Goal
Continue the description of the stack machine and its Forth-like language from the point where it stops.

Text provided
The text and data regions are overlapped, so you can easily write
self-modifying code (early versions actually required self-modification to
be able to return from subroutine calls, just like Knuth’s MIX, but I’ve
since taken liberty to add such modern convenience into the core instruction
set).
There are no registers. This is a stack machine, after all.
As we know from theoretical computer science, a pushdown automaton needs
two stacks to be Turing equivalent. Therefore we employ two as well; one
for the instruction pointer and one for the data. They live separately from
the text and data region, and are only limited by the host process heap
size.
The machine contains no special facilities besides this: It’s inherently
single-threaded and has no protection mechanisms. Its operation is
completely sandboxed, though, except for access to standard output.
The project aim was to create a simple machine and language to play around
with. You can benefit from it by reading the source code, playing with a
language similar to Forth, but conceptually simpler, and finally by seeing
how easy it is to build your own system.
The language is very similar to Forth and PostScript: You basically write
in RPN — reverse Polish notation. Anything not recognized as an
instruction is put on the data stack, so to put the numbers 3 and 2 on the
stack, just write
3 2
To multiply them, just append with an asterix:
3 2 * ; multiplication
This operation pops the topmost two numbers on the stack and replaces them
with the result of the multiplication. To run such a program, you’d need to
include the core library first, since multiplication is defined as a
function:
$ cat tests/core.src your-file.src | sm
6
Labels are identifiers ending with a colon.
They refer to a particular cell in the machine, and you can access their
position, value or execute code from that cell location:
label: ; create a label for the cell at this location
&label ; put ADDRESS of label on top of stack
&label LOAD ; put VALUE of label's cell "label" on top-of-stack
label ; EXECUTE code from label position
So, to put the address of a label on the top of the data stack, just
prepend the label name with an ampersand.
If you want the value of an address, put the address on the TOS (top of
stack) and use the LOAD
instruction to replace the TOS with the value at
the given cell location.

Raw records
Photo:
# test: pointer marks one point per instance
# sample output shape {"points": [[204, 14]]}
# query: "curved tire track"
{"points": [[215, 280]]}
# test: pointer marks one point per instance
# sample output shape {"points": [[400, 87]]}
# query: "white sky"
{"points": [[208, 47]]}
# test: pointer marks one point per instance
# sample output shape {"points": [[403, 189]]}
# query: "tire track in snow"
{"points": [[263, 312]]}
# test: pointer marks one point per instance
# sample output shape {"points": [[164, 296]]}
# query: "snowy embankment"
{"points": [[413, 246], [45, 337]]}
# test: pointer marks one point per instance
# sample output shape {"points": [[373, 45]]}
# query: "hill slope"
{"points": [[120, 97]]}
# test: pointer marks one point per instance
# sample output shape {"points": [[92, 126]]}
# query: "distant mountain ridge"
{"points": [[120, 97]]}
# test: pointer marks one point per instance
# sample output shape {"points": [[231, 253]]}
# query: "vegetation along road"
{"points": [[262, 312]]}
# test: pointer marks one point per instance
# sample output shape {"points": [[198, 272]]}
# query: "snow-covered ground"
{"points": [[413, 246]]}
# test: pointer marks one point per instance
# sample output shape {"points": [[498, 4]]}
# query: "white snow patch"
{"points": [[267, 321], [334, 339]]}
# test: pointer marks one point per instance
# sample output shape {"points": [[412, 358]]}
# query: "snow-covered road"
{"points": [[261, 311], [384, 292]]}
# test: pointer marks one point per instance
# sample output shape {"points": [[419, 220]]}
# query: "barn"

Expected answer
When executing code at a given label position, the machine first puts the
address of the next instruction on top of the instruction stack. This way
you can return from a function call by using the instruction POPIP
:
main: ; program start
print-dot
print-dot
HALT
print-dot:
'.' OUT
'\n' OUT
POPIP ; return from "function"
An idiom for creating variables is to create labels and putting a NOP
at
that location to reserve one memory cell to hold variables. An example of
using a counter variable to implement a loop is given below.
counter: NOP ; reserve 1 word for the variable "counter"
program: 2 &counter STOR ; set counter to two
&counter LOAD 1 ADD &counter STOR ; increment counter by one
; loop counter+1 times
display: '\n' '*' OUT OUT ; print an asterix
1 &counter LOAD SUB &counter STOR ; decrement counter by one
&display &counter LOAD JNZ ; jump to display if not zero
The output of the above program is three stars:
$ ./sm foo.src
*
*
*
You can forward-reference labels. In fact, another idiom is to jump to the
main part of the program at the start of the source.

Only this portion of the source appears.